Task to carry out
Take every line in the entries that includes the word "plastic" and copy it.

Listed entries
══════════════════════════════

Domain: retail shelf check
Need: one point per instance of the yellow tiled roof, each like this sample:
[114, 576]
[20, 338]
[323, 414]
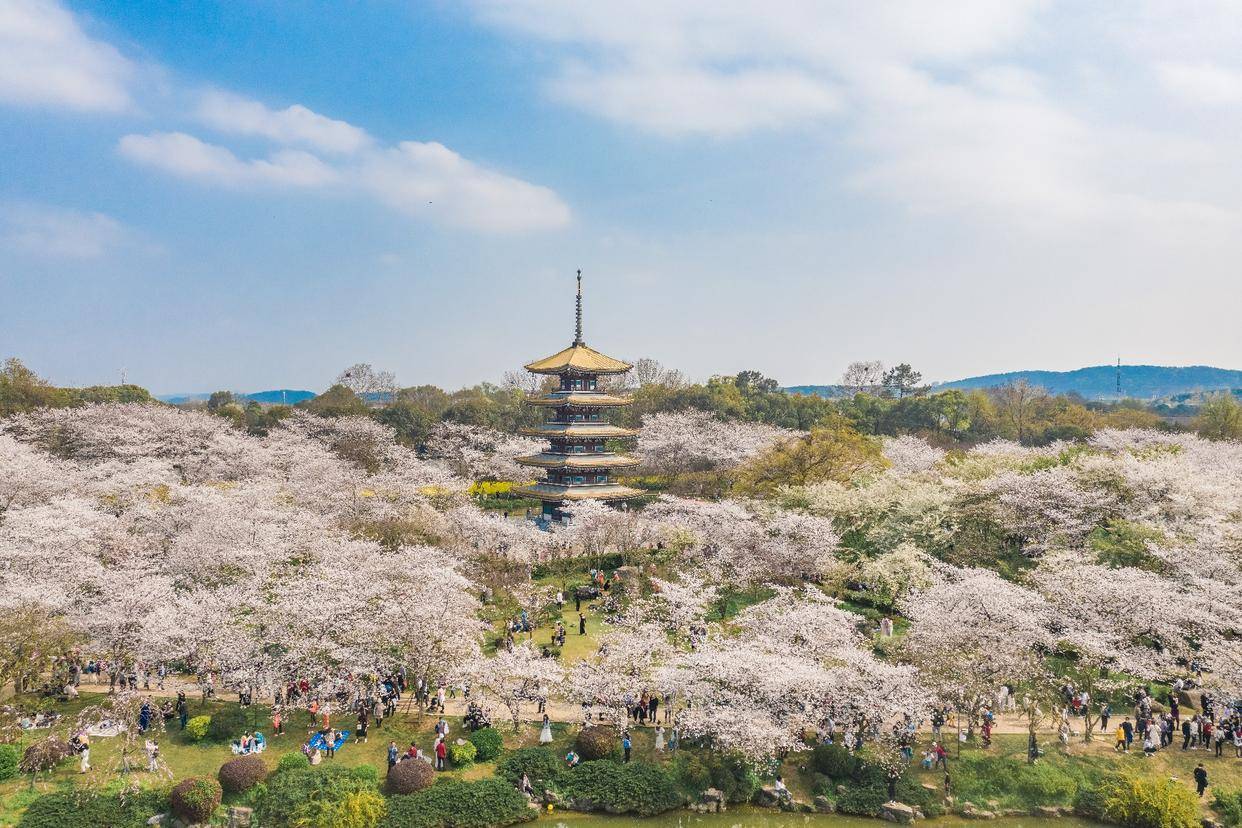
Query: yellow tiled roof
[579, 399]
[578, 430]
[552, 459]
[579, 358]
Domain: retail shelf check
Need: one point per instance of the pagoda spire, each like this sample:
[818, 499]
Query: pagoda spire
[578, 324]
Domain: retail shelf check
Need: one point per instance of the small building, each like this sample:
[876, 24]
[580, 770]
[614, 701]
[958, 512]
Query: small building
[578, 464]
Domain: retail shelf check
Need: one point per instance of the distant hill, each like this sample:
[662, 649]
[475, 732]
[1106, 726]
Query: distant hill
[1099, 381]
[262, 397]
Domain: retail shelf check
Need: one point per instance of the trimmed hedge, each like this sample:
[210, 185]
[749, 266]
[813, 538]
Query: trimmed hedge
[460, 805]
[410, 776]
[540, 765]
[196, 728]
[462, 755]
[9, 757]
[242, 774]
[1149, 803]
[487, 742]
[314, 796]
[195, 798]
[596, 741]
[292, 761]
[81, 808]
[632, 787]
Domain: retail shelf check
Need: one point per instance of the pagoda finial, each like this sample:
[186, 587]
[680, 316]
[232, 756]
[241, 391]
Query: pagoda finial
[578, 325]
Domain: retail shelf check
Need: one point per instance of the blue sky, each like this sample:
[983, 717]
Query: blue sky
[252, 195]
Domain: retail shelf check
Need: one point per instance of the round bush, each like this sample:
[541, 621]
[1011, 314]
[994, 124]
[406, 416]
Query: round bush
[540, 765]
[292, 761]
[196, 728]
[596, 741]
[410, 776]
[45, 755]
[195, 798]
[9, 757]
[242, 774]
[462, 755]
[487, 742]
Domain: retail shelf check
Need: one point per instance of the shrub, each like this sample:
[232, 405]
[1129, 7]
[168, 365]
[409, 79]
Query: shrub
[835, 761]
[45, 755]
[460, 805]
[1144, 802]
[196, 728]
[242, 774]
[1228, 805]
[9, 757]
[410, 776]
[352, 810]
[292, 761]
[81, 808]
[462, 755]
[313, 796]
[699, 771]
[540, 765]
[487, 742]
[632, 787]
[595, 741]
[226, 724]
[195, 798]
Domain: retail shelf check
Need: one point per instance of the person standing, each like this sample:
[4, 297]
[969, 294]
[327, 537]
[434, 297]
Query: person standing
[394, 752]
[83, 752]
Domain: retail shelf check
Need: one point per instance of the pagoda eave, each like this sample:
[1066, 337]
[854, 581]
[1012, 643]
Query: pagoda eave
[554, 461]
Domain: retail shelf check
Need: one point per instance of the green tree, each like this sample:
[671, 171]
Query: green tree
[1220, 417]
[337, 401]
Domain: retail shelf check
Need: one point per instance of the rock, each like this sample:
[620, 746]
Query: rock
[897, 812]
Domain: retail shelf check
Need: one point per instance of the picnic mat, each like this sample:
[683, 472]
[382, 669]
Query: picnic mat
[322, 744]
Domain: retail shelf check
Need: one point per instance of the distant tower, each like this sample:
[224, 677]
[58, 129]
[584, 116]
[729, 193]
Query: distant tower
[576, 464]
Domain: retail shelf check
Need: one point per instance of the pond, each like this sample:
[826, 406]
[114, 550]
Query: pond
[756, 818]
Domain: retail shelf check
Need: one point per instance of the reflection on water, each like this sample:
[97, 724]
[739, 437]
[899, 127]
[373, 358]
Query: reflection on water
[754, 818]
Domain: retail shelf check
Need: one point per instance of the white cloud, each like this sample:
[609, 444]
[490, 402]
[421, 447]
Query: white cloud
[47, 60]
[1201, 83]
[425, 180]
[191, 158]
[52, 232]
[296, 124]
[430, 180]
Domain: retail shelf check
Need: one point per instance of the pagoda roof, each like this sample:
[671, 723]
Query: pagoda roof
[578, 430]
[558, 461]
[578, 492]
[579, 399]
[579, 358]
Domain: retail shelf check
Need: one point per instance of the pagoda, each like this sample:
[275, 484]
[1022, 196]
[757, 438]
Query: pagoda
[578, 464]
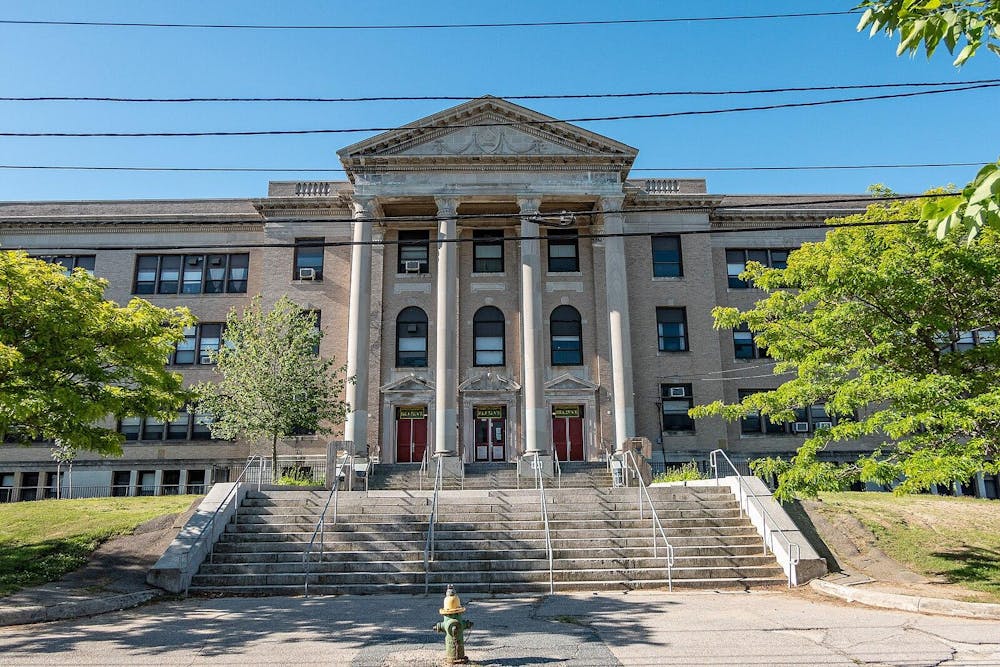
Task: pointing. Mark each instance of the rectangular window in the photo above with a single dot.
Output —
(198, 344)
(70, 262)
(191, 274)
(414, 251)
(309, 259)
(677, 400)
(745, 344)
(564, 251)
(671, 325)
(736, 263)
(667, 256)
(487, 251)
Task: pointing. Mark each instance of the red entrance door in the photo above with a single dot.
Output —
(491, 433)
(567, 432)
(411, 434)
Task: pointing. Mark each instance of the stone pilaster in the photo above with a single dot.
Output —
(446, 331)
(359, 323)
(536, 420)
(619, 336)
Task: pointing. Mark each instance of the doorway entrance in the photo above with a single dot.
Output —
(411, 434)
(567, 432)
(490, 432)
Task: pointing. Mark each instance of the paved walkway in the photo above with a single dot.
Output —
(762, 628)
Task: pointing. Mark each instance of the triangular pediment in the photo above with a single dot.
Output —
(487, 126)
(489, 382)
(568, 382)
(408, 383)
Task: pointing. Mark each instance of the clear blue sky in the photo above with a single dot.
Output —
(37, 60)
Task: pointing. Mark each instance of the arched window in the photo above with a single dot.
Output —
(566, 335)
(488, 332)
(411, 338)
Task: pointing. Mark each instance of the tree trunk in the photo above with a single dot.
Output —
(274, 458)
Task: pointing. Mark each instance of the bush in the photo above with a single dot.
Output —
(687, 472)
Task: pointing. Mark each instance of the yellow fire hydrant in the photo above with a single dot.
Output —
(453, 627)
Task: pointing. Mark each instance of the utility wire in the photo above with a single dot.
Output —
(340, 170)
(426, 26)
(459, 240)
(671, 114)
(447, 98)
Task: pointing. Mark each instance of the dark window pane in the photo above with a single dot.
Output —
(667, 256)
(145, 274)
(238, 268)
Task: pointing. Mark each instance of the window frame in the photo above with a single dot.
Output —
(409, 239)
(416, 323)
(683, 337)
(232, 282)
(305, 248)
(675, 238)
(563, 238)
(666, 398)
(565, 333)
(487, 238)
(479, 321)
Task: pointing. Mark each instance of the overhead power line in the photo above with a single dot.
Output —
(671, 114)
(313, 170)
(451, 98)
(460, 240)
(426, 26)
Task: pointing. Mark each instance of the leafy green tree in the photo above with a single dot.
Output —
(273, 383)
(873, 321)
(969, 24)
(69, 358)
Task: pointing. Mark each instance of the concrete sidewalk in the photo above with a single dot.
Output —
(764, 628)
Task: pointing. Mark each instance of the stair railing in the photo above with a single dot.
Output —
(632, 465)
(429, 543)
(536, 465)
(555, 460)
(209, 527)
(794, 551)
(320, 529)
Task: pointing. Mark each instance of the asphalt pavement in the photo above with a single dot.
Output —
(637, 628)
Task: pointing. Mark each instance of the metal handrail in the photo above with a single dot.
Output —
(555, 460)
(320, 529)
(429, 543)
(794, 550)
(656, 524)
(211, 521)
(540, 485)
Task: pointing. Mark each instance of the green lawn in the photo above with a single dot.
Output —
(957, 539)
(42, 540)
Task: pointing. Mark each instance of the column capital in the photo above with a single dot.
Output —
(529, 205)
(447, 206)
(364, 206)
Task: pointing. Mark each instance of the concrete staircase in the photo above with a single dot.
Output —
(575, 474)
(486, 542)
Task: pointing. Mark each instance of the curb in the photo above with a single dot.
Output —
(913, 603)
(65, 610)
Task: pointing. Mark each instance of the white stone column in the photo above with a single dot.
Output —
(358, 323)
(536, 419)
(619, 336)
(446, 331)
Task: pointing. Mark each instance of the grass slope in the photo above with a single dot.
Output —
(42, 540)
(956, 539)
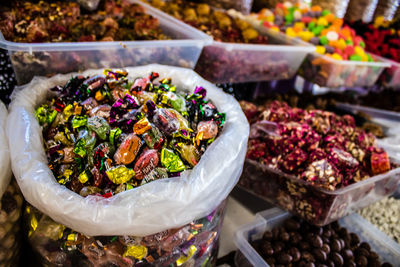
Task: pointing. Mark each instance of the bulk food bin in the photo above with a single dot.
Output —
(222, 62)
(328, 72)
(385, 247)
(47, 59)
(148, 216)
(10, 202)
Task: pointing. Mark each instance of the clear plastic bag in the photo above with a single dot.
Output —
(145, 210)
(194, 244)
(10, 202)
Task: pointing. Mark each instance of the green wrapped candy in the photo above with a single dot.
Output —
(120, 174)
(79, 121)
(171, 161)
(175, 101)
(114, 134)
(99, 125)
(45, 115)
(85, 143)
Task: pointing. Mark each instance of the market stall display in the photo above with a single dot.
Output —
(314, 163)
(10, 203)
(384, 215)
(382, 38)
(239, 52)
(339, 58)
(144, 210)
(46, 39)
(275, 238)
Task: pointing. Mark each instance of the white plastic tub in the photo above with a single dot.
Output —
(386, 248)
(47, 59)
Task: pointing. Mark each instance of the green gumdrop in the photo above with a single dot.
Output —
(355, 58)
(325, 12)
(324, 40)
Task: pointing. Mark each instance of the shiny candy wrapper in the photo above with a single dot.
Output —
(194, 243)
(171, 161)
(120, 174)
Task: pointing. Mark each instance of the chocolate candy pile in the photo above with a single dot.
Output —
(218, 24)
(106, 134)
(319, 27)
(317, 146)
(385, 215)
(40, 22)
(195, 244)
(297, 243)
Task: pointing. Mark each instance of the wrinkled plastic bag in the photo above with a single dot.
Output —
(5, 167)
(11, 202)
(148, 209)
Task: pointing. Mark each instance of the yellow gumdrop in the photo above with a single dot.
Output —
(337, 56)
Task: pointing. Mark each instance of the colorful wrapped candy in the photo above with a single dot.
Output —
(133, 142)
(319, 27)
(194, 243)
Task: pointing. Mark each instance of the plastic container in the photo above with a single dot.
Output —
(236, 63)
(385, 247)
(47, 59)
(316, 205)
(328, 72)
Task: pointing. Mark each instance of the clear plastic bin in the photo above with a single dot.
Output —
(329, 72)
(316, 205)
(222, 62)
(47, 59)
(386, 248)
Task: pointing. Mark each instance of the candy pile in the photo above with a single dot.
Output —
(317, 146)
(297, 243)
(195, 244)
(106, 134)
(319, 27)
(385, 215)
(31, 22)
(218, 24)
(381, 37)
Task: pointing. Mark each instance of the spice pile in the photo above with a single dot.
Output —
(385, 215)
(40, 22)
(317, 146)
(106, 134)
(298, 243)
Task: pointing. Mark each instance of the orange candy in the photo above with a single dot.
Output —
(316, 9)
(128, 149)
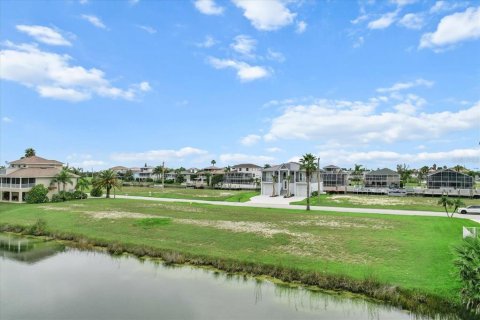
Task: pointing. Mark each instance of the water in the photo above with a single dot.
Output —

══════════════════════════════

Exercise response
Task: pointing. Mark each instance of the clear plastic bag in the photo above with a single dot.
Task: pointing. Mark each instance of the white plastic tub in the photo above with a single dot.
Task: pointing. Mark each instance of the wrinkled plastic bag in the photo above with a single dot.
Task: pointing. Mark each instance of the plastic container in the photo above with a single dot.
Task: pointing. Mark each instance of the clear plastic bin in the photo above with a single dot.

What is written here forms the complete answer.